>> BEGIN

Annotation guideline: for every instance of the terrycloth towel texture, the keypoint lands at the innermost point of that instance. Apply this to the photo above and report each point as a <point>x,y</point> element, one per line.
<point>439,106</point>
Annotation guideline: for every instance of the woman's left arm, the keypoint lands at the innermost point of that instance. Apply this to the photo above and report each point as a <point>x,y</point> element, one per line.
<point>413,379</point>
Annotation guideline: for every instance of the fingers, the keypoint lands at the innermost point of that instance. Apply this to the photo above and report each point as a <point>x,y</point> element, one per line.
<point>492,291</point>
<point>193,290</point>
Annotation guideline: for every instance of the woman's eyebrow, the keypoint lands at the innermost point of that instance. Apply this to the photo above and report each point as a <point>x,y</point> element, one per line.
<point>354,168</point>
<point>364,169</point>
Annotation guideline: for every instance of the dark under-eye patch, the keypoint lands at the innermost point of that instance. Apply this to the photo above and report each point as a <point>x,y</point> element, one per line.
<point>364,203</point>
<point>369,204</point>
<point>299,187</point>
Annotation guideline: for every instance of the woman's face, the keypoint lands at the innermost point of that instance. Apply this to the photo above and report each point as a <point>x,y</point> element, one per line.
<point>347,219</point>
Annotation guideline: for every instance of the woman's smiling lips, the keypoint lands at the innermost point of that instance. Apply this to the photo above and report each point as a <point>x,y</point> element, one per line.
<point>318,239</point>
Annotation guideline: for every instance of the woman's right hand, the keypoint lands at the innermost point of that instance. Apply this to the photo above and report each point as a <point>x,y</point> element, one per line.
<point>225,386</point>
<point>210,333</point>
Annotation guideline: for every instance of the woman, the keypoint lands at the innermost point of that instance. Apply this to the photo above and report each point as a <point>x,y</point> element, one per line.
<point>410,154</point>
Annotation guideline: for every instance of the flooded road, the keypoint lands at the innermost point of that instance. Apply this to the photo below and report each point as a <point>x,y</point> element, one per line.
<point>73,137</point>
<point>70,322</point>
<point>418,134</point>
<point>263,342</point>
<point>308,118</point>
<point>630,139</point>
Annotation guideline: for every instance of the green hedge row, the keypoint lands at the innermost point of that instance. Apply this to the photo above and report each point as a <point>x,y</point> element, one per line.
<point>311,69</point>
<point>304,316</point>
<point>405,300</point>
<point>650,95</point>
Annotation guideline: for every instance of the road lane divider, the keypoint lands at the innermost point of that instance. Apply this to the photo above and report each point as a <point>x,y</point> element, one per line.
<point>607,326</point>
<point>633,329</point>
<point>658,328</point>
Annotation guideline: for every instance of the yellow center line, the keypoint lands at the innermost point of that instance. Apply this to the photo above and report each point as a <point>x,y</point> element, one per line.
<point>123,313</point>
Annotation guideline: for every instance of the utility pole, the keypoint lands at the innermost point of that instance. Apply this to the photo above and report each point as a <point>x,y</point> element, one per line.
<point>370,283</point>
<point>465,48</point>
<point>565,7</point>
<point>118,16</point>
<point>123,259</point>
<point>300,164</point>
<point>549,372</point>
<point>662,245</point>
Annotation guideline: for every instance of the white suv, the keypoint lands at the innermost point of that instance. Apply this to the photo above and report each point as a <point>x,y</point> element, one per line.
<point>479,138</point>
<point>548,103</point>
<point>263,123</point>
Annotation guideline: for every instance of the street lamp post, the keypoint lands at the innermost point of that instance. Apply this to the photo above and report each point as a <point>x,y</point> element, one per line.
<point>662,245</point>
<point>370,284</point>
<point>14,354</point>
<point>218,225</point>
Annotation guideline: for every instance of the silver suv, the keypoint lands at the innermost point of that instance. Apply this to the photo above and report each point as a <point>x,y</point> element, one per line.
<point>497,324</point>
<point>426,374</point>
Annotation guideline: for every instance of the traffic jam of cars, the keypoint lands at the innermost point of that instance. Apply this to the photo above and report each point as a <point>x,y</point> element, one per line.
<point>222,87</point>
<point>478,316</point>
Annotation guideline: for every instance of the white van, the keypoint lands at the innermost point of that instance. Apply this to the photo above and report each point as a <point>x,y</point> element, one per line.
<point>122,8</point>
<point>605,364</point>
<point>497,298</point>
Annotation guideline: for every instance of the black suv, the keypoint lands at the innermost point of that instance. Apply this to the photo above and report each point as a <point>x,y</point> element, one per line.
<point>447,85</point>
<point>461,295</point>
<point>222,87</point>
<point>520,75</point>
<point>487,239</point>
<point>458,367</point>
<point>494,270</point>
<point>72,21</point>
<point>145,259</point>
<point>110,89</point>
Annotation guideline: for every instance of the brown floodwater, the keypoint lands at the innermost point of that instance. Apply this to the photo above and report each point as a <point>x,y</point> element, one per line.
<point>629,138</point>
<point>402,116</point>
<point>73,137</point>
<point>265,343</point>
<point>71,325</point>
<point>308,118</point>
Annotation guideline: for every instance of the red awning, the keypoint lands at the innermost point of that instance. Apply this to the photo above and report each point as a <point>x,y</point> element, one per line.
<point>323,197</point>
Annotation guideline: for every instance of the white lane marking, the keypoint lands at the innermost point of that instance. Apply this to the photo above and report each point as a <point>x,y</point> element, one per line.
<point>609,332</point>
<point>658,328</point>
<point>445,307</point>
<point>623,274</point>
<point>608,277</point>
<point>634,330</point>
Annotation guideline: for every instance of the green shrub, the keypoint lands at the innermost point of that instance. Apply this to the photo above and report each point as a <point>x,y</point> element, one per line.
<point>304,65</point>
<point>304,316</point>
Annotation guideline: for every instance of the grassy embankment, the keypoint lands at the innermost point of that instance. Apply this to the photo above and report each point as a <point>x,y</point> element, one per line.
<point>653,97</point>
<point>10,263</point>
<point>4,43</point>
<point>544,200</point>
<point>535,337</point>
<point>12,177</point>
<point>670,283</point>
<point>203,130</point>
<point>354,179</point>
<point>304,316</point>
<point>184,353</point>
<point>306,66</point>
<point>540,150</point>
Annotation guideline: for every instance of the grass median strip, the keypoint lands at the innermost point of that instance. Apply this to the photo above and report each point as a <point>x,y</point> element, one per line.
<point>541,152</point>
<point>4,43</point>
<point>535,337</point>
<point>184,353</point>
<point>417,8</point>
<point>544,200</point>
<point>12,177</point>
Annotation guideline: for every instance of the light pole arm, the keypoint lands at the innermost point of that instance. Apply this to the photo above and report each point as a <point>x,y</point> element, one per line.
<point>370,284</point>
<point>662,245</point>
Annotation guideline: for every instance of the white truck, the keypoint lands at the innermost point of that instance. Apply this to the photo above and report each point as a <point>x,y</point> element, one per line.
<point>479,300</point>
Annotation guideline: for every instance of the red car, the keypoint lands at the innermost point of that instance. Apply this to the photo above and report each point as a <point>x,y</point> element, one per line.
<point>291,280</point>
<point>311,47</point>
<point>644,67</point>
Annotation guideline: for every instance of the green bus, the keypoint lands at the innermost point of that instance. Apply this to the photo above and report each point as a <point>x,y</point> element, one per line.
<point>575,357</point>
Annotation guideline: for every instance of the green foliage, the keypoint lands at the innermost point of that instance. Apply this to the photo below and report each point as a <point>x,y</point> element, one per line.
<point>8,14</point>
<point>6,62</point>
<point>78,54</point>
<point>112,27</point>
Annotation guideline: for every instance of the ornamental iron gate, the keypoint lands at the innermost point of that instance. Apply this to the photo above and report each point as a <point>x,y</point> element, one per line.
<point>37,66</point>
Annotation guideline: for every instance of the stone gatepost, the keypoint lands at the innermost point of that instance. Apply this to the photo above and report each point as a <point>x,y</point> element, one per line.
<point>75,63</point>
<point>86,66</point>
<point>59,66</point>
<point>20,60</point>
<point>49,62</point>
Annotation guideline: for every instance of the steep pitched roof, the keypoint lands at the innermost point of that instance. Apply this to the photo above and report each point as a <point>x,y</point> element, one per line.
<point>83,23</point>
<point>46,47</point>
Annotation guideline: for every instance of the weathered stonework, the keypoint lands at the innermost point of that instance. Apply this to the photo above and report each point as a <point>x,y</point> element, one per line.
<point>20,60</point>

>> END

Convert the material from the line containing "Annotation guideline: for every instance of the black" through the line containing "<point>323,197</point>", both included, into a Markdown table. Use the columns Row and Text: Row holds a running number and Text holds the line, and blank lines are left out.

#### [FULL SOLUTION]
| Row | Text |
|---|---|
| 1 | Annotation guideline: for every instance of the black suv, the keypoint lands at the innermost point of that instance. Apply this to the photo above and report each point as a <point>x,y</point> element, one per line. |
| 2 | <point>447,85</point> |
| 3 | <point>461,295</point> |
| 4 | <point>222,87</point> |
| 5 | <point>520,75</point> |
| 6 | <point>487,239</point> |
| 7 | <point>458,367</point> |
| 8 | <point>494,270</point> |
| 9 | <point>72,21</point> |
| 10 | <point>145,259</point> |
| 11 | <point>110,89</point> |
| 12 | Annotation guideline: for every instance of the brown floodwater, the keypoint lands at the innermost point of that instance. Apply this to the photo above and report each point as a <point>x,y</point> element, one per line. |
| 13 | <point>629,138</point> |
| 14 | <point>402,116</point> |
| 15 | <point>73,137</point> |
| 16 | <point>265,343</point> |
| 17 | <point>71,325</point> |
| 18 | <point>308,118</point> |
| 19 | Annotation guideline: for every instance of the red awning, the keypoint lands at the innermost point of that instance. Apply this to the photo above and report each point as a <point>x,y</point> element, one per line. |
| 20 | <point>323,197</point> |